* Try it *
Because the material must match the original, reproduce every line of it exactly.

* Material provided *
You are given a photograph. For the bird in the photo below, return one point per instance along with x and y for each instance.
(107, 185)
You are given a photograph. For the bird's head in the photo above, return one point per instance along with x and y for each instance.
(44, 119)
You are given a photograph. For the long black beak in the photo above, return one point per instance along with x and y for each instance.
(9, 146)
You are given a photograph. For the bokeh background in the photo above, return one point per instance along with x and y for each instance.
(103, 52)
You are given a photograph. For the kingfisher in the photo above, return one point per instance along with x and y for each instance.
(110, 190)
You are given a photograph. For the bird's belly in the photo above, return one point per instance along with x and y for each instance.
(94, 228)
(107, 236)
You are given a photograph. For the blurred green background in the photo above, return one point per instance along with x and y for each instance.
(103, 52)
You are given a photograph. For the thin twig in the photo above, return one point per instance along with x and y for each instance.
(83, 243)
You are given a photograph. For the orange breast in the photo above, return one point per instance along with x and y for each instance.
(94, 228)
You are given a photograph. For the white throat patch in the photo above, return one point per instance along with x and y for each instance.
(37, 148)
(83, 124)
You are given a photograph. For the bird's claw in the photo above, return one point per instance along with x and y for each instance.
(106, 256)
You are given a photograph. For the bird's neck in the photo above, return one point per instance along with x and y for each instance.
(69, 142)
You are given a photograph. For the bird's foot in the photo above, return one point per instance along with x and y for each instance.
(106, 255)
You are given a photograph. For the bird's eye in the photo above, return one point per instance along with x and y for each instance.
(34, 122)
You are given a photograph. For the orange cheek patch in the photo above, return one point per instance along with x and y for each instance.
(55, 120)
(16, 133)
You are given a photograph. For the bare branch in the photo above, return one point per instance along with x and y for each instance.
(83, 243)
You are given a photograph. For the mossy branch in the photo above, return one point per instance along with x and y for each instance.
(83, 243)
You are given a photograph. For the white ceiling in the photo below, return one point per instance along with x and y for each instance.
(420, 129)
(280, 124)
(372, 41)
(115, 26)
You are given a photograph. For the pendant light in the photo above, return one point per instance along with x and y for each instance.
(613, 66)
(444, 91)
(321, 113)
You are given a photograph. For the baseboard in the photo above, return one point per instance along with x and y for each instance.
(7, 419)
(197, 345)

* Exercise answer *
You are given a photograph. For the bird in the photo below, return one point per instance along with x and y for each instance.
(107, 185)
You are given a photograph. For the bird's head in the photo above, return one point per instance along with x and y for each instance.
(44, 119)
You are given a photograph. For the long black beak in the photo above, return one point per instance along with x and y for each instance.
(9, 146)
You are given a photograph. For the bokeh background in the photo above, return one point per instance along with x and y for each instance.
(103, 52)
You are given a photograph. For the kingfisher in the photo above, return one point per instance along with x and y for each instance.
(110, 190)
You are given a photograph. For the bird's belly in the photo above, return one point per instance along with x and y for each instance.
(94, 228)
(107, 236)
You are given a photograph. For the blurred green background in the photo above, return one point per instance along with x and y for each instance.
(103, 52)
You are given a photograph. For the thin twig in the photo above, return one point per instance along with x and y for each instance.
(83, 243)
You are given a photograph. For the orange breast in the photo above, return one point per instance along with x and y for each instance.
(94, 228)
You are given a photograph. For the white throat patch in the photo above, return one point per instance along with x and y for each instance.
(37, 148)
(83, 124)
You are given a photograph. For the bird's claw in the photo above, return one point per instance along with x and y for each instance.
(106, 256)
You are given a photograph. For the bird's neck in the photo above, return one point per instance along with x and y for each instance.
(69, 142)
You are given a photograph. For the bird's foot in the photo above, return one point per instance along with x and y for each instance.
(106, 255)
You are given a photograph. For the bird's eye in the photo above, return one point per instance along with x and y for each instance.
(34, 122)
You are given a photograph. For the orange cheek patch in the photo above, return one point per instance along with x and y for each instance.
(55, 120)
(16, 133)
You are given a photograph. For the bare branch in the photo above, return one point per instance along with x and y for each instance.
(83, 243)
You are given a photograph. For the mossy branch in the photo above, return one point per instance along with x and y for each instance.
(83, 243)
You are given a photograph. For the white ceiling in the photo below, return one point per instance along with x and y for each instance.
(420, 129)
(280, 124)
(372, 41)
(115, 26)
You are given a photograph. For the pendant light in the photo above, return one point per instance along with x and y for each instance.
(613, 66)
(444, 91)
(321, 113)
You are given a photograph. For the baseboard in the photo above, return one point per instance along with x and y for each instance.
(7, 419)
(197, 345)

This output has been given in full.